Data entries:
━━━

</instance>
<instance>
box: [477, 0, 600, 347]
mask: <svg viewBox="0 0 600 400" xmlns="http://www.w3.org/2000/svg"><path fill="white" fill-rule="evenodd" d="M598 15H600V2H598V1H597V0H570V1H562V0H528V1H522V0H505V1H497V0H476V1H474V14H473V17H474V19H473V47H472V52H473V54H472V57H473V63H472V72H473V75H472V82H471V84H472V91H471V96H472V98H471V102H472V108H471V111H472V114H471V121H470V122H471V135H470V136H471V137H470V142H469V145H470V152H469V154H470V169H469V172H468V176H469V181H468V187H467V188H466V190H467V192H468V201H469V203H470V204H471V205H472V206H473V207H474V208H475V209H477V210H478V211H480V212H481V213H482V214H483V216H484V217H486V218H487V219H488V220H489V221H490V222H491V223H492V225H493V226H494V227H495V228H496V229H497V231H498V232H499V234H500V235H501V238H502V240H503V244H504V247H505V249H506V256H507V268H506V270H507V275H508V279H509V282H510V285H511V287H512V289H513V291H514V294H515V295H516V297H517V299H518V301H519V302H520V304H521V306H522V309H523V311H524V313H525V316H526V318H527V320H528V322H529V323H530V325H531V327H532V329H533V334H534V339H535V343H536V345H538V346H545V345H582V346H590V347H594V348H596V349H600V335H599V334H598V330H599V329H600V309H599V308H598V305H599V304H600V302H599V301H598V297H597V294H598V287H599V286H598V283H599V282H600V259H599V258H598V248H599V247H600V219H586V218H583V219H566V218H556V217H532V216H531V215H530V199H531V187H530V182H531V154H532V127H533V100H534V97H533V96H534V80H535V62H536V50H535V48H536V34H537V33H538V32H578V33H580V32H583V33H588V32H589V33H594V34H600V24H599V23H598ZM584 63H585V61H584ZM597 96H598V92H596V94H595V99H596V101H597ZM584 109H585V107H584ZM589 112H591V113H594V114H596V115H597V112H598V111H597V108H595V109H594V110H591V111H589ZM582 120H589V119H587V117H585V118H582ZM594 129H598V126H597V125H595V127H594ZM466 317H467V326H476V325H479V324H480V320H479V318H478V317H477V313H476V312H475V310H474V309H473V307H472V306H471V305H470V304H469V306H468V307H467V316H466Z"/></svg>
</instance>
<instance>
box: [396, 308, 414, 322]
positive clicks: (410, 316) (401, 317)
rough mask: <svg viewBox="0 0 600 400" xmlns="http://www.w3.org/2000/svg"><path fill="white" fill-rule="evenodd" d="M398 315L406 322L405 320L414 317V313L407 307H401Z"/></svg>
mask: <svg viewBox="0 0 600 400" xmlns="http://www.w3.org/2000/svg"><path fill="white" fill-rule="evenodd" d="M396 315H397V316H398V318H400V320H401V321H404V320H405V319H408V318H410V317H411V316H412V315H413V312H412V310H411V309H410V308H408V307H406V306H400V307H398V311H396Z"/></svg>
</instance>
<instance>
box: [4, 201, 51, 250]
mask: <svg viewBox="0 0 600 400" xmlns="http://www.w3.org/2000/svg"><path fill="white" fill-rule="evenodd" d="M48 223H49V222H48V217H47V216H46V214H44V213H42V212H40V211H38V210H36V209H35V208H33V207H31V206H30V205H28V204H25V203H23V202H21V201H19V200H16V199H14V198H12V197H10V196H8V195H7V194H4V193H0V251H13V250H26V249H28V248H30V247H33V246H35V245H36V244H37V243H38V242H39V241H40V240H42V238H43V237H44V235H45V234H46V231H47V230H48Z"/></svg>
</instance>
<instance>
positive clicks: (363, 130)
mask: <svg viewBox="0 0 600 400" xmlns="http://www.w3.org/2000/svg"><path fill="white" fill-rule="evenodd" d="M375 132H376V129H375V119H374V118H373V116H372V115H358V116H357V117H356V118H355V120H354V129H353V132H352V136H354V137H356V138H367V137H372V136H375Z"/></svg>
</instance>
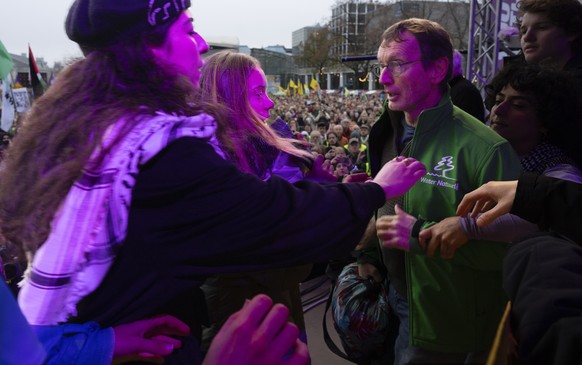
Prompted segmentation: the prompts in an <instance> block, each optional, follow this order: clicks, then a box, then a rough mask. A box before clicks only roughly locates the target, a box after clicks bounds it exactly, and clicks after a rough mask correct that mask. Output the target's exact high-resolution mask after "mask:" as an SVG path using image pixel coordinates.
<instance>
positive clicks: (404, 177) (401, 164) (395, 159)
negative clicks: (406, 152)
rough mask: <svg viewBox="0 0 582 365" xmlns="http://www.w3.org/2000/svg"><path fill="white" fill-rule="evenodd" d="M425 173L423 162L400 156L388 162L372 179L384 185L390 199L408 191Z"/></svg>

━━━

**What to do**
The images are to be left out while the entries are written out exactly.

**Solution to this task**
</instance>
<instance>
box: [477, 0, 600, 347]
mask: <svg viewBox="0 0 600 400" xmlns="http://www.w3.org/2000/svg"><path fill="white" fill-rule="evenodd" d="M598 15H600V2H598V1H597V0H570V1H562V0H528V1H522V0H505V1H497V0H476V1H474V14H473V17H474V19H473V47H472V52H473V54H472V57H473V63H472V72H473V75H472V82H471V84H472V91H471V96H472V98H471V102H472V108H471V111H472V114H471V121H470V122H471V135H470V136H471V137H470V142H469V145H470V152H469V154H470V169H469V172H468V176H469V181H468V187H467V188H466V190H467V192H468V201H469V203H470V204H471V205H472V206H473V207H474V208H475V209H477V210H478V211H480V212H481V213H482V214H483V216H484V217H486V218H487V219H488V220H489V221H490V222H491V223H492V225H493V226H494V227H495V228H496V229H497V231H498V232H499V234H500V235H501V238H502V240H503V244H504V247H505V249H506V256H507V268H506V270H507V275H508V279H509V282H510V285H511V287H512V289H513V291H514V294H515V295H516V297H517V299H518V301H519V302H520V304H521V306H522V309H523V311H524V313H525V316H526V318H527V320H528V322H529V323H530V325H531V327H532V329H533V334H534V339H535V343H536V345H538V346H545V345H582V346H590V347H594V348H596V349H600V335H599V334H598V330H599V329H600V309H599V308H598V305H599V304H600V302H599V301H598V297H597V294H598V287H599V286H598V283H599V282H600V259H599V258H598V248H599V247H600V219H586V218H583V219H566V218H556V217H532V216H531V215H530V199H531V187H530V182H531V154H532V127H533V100H534V97H533V96H534V80H535V62H536V50H535V48H536V34H537V33H538V32H578V33H580V32H583V33H588V32H589V33H594V34H600V24H599V23H598ZM584 63H585V61H584ZM597 96H598V92H596V94H595V99H596V101H597ZM584 109H585V107H584ZM589 112H591V113H594V114H596V115H597V112H598V111H597V108H595V109H594V110H591V111H589ZM582 120H589V119H587V117H585V118H582ZM594 129H598V126H597V125H595V127H594ZM466 317H467V326H476V325H479V324H480V320H479V318H478V317H477V313H476V312H475V310H474V309H473V307H472V306H471V305H470V304H469V306H468V307H467V316H466Z"/></svg>
</instance>
<instance>
box: [396, 308, 414, 322]
positive clicks: (410, 316) (401, 317)
rough mask: <svg viewBox="0 0 600 400" xmlns="http://www.w3.org/2000/svg"><path fill="white" fill-rule="evenodd" d="M398 315L406 322L405 320L414 317V313L407 307H401Z"/></svg>
mask: <svg viewBox="0 0 600 400" xmlns="http://www.w3.org/2000/svg"><path fill="white" fill-rule="evenodd" d="M396 315H397V316H398V318H400V320H401V321H404V320H405V319H408V318H410V317H411V316H412V315H413V312H412V310H411V309H410V308H408V307H406V306H400V307H398V311H396Z"/></svg>
</instance>
<instance>
box: [4, 201, 51, 250]
mask: <svg viewBox="0 0 600 400" xmlns="http://www.w3.org/2000/svg"><path fill="white" fill-rule="evenodd" d="M48 223H49V222H48V217H47V216H46V214H44V213H42V212H40V211H38V210H36V209H35V208H33V207H31V206H30V205H28V204H25V203H23V202H21V201H19V200H16V199H14V198H12V197H10V196H8V195H7V194H4V193H0V251H13V250H26V249H28V248H30V247H33V246H35V245H36V244H37V243H38V242H39V241H40V240H42V238H43V237H44V235H45V234H46V231H47V230H48Z"/></svg>
</instance>
<instance>
positive clicks: (363, 130)
mask: <svg viewBox="0 0 600 400" xmlns="http://www.w3.org/2000/svg"><path fill="white" fill-rule="evenodd" d="M375 132H376V129H375V119H374V118H373V116H372V115H358V116H357V117H356V118H355V120H354V129H353V132H352V136H354V137H356V138H367V137H372V136H375Z"/></svg>
</instance>
Prompted segmentation: the prompts in an <instance> block, each optional, follow this order: clicks, then a box, then a rough mask. A box before clicks only roughly locates the target, a box after clicks bounds it exactly, and clicks after a rough mask correct that mask. Output the target's exact high-resolution mask after "mask:" as an SVG path using image pixel coordinates.
<instance>
positive clicks: (404, 177) (401, 164) (395, 159)
negative clicks: (406, 152)
rough mask: <svg viewBox="0 0 582 365" xmlns="http://www.w3.org/2000/svg"><path fill="white" fill-rule="evenodd" d="M425 173L423 162L400 156L388 162L372 179L384 185L390 199L408 191Z"/></svg>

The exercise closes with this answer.